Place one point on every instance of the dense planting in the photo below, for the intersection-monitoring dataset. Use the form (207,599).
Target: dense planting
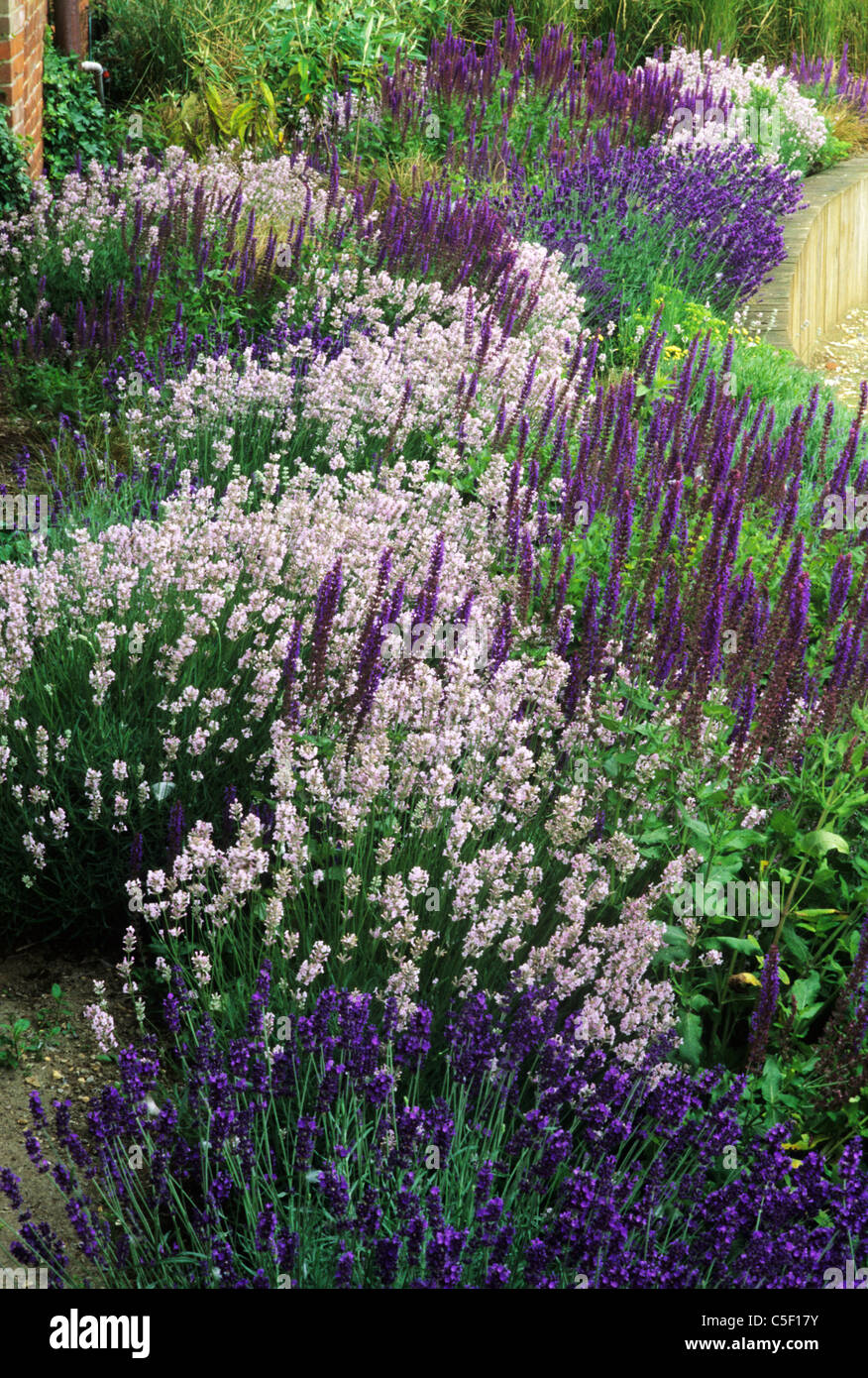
(436,656)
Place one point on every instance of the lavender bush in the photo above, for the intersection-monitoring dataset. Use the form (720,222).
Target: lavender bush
(342,1156)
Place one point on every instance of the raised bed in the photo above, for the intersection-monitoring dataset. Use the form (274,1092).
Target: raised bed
(825,272)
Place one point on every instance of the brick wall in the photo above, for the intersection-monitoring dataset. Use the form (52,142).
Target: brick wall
(22,25)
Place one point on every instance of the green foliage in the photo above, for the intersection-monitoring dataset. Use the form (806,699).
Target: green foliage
(14,180)
(311,49)
(28,1038)
(73,120)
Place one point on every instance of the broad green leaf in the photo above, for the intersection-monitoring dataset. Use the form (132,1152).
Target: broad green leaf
(821,841)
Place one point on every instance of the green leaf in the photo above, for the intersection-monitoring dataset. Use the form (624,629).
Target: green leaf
(736,944)
(698,829)
(796,943)
(676,936)
(770,1081)
(821,841)
(691,1032)
(783,823)
(740,840)
(807,989)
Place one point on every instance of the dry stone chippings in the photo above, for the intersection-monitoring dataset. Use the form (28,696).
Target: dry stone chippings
(843,356)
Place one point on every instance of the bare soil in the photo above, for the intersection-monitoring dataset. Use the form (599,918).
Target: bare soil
(66,1067)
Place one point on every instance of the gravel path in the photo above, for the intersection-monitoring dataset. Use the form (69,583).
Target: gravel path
(843,356)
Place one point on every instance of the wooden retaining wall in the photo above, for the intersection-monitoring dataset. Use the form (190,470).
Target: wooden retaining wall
(825,272)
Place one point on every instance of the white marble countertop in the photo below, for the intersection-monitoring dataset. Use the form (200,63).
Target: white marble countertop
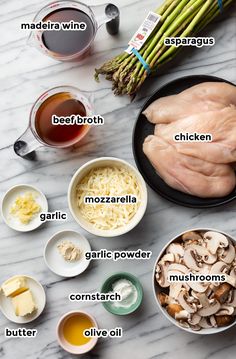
(25,74)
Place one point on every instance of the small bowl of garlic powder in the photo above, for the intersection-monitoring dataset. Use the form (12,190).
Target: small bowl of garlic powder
(128,288)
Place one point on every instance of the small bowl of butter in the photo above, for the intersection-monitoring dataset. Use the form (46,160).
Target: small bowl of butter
(128,293)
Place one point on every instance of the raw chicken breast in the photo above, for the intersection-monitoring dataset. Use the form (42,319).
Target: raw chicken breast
(188,174)
(220,124)
(208,96)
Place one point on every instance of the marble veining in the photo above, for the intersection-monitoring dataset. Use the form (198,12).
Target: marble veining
(25,74)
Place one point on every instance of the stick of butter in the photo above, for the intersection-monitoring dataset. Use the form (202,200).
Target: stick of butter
(14,286)
(24,304)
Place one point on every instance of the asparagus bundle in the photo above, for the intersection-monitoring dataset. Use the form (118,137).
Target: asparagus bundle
(179,18)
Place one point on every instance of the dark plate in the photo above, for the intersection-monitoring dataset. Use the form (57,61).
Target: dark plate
(143,128)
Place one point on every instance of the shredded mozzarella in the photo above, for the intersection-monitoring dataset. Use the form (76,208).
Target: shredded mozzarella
(108,181)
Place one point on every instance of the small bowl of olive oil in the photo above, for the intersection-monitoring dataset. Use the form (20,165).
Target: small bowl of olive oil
(70,332)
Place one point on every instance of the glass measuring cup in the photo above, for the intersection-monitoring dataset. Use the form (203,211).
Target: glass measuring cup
(99,15)
(30,140)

---*---

TASK REQUIREMENTS:
Leave out the pictures and transcribe the entries above exactly.

OUTPUT OF THE TASK:
Place one point on every instance of the dense planting in the photo below, for the intersection-monitoring dataset. Use the form (207,599).
Target: dense planting
(436,656)
Place one point on every instance of the lavender bush in the photo above, for the intersection-monitoring dataset. Use the form (720,222).
Target: lavender bush
(342,1156)
Place one point on every instance of the raised bed in the photo above, for the intersection-monitoring dataset. Use the form (274,1092).
Target: raised bed
(825,272)
Place one point on every instance of the brick wall in the photo above, for the intersection-monitoring dataset. Use the form (52,142).
Target: brick wall
(22,25)
Place one point on every instance of the green foliage in the photo above, for the intersection-monitoring dataset. Use the form (806,699).
Target: green foliage
(14,180)
(311,49)
(28,1038)
(73,120)
Place one point on every instance of the broad green leaf in the photo above, for the intersection-monitoring dataset. Use the form (132,1152).
Target: broad green leaf
(821,841)
Place one point on every instance of the green leaf in the photo above, for the intersection-monitoring dataset. Use the form (624,629).
Target: green leaf
(736,944)
(698,829)
(796,943)
(676,936)
(770,1081)
(821,841)
(691,1032)
(783,823)
(740,840)
(807,989)
Place one point on every instance of the dry stone chippings in the photo above, for the intersection-monitoring dataset. Use the form (28,696).
Target: dry stone chippings
(843,356)
Place one point on every instance of the bare soil in the photo above, for the intersection-monitoring dataset. Use the form (599,918).
Target: bare soil
(66,1067)
Place one point on every instance of the gravel path in the photo above, for the intersection-monitoring dataset. Use the form (69,583).
Target: gravel path
(843,356)
Place one point on every instance of the wooden retaining wall in the photo above, for the intersection-monitoring dataset. Use the form (190,470).
Target: wooden retaining wall
(825,272)
Place one point on every instance of the white marble countertop in the photo below, for the intersection-monitoring dataset. Use the form (200,63).
Target: white marble countertop
(25,74)
Place one point on every instance of the small bowl of garlic powder in the photo above, for the intersection-monitoring dataset. Use the form (12,190).
Target: small bowl of garlic powder
(128,288)
Place one point on every instance of the small bowl of butter in the photo above, for the intersection-monitoring dataset. Use the form (46,160).
Target: small bowl of butter
(128,293)
Place one point on every instance of the raw chicken breast in the photo above, for the intersection-monitoring dataset. Use the form (42,319).
Target: raw chicken breast
(188,174)
(220,124)
(208,96)
Place one point on every instance of the marble veining in the photo above, for the intersection-monitoring dataset. Use the form (198,12).
Target: marble veining
(25,74)
Place one point on every instance of the stick of butter in the photo above, for the intersection-monitoring dataset. Use the form (202,200).
Target: stick of butter
(14,286)
(24,304)
Place one point on every instance of the asparagus bundle in the photo above, for the intersection-monitoring dataset. Use the form (118,137).
Target: asparagus bundle
(179,18)
Place one point on every instance of the dark plate in the photo above, for the intersection-monitoring dataset. Use the form (57,61).
Target: dark plate
(143,128)
Place one point on every instance of the shredded mozzarella in the photo above, for the intersection-monitoring dataset. Use the form (76,208).
Target: shredded mozzarella
(108,181)
Place one point on every instance of the small bowl of olive oil in the photo above, for the intersection-monitoring dataset. Use the form (20,165).
Target: small bowl of olive oil
(70,332)
Place one point on every instance of the glass measuring cup in the photo above, for the intersection-monitoring dataset. Use the form (203,211).
Target: glass measuring cup
(99,15)
(30,140)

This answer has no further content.